:: TASKS TO COMPLETE ::
1) In the text on becoming a music producer, what were music producers mainly considered in the early days of recorded music?
2) Copy word for word the part of the music producer text between "Producing music typically" and "is a Music Producer?", inclusive.

:: SOURCE TEXT ::
>> begin
Want to know how to become a music producer? Did you ever dream about turning your hobby into a dream career path?
Becoming a professional musician or successful music producer is one of the most popular creative career options amongst young people. But there are no shortcuts to becoming a professional music producer.
Every great producer started from the bottom, making beats and creating tracks with makeshift studio tools before releasing tracks. Whether it’s with a MIDI Controller or with real instruments, you have to start somewhere.
Producing music typically takes years of learning and practice. Our article will explain how to become a music producer in a few simple steps so that you can create music in no time!
What is a Music Producer?
Music producers or record producers write music, arrange, produce, and record songs, either for themselves or for other artists.
The term music producer has changed a lot from the early days of recorded music, when they were mainly considered project managers.
>> end
:: DATA EXCERPT ::
>> begin
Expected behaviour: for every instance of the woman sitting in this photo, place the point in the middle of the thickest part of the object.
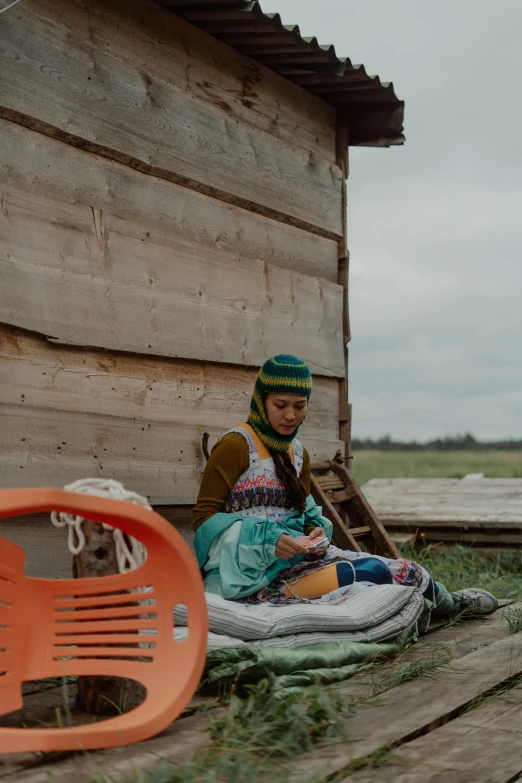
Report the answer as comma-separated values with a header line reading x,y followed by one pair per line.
x,y
256,522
>> end
:: FULL ANSWERS ::
1) Project managers.

2)
Producing music typically takes years of learning and practice. Our article will explain how to become a music producer in a few simple steps so that you can create music in no time!
What is a Music Producer?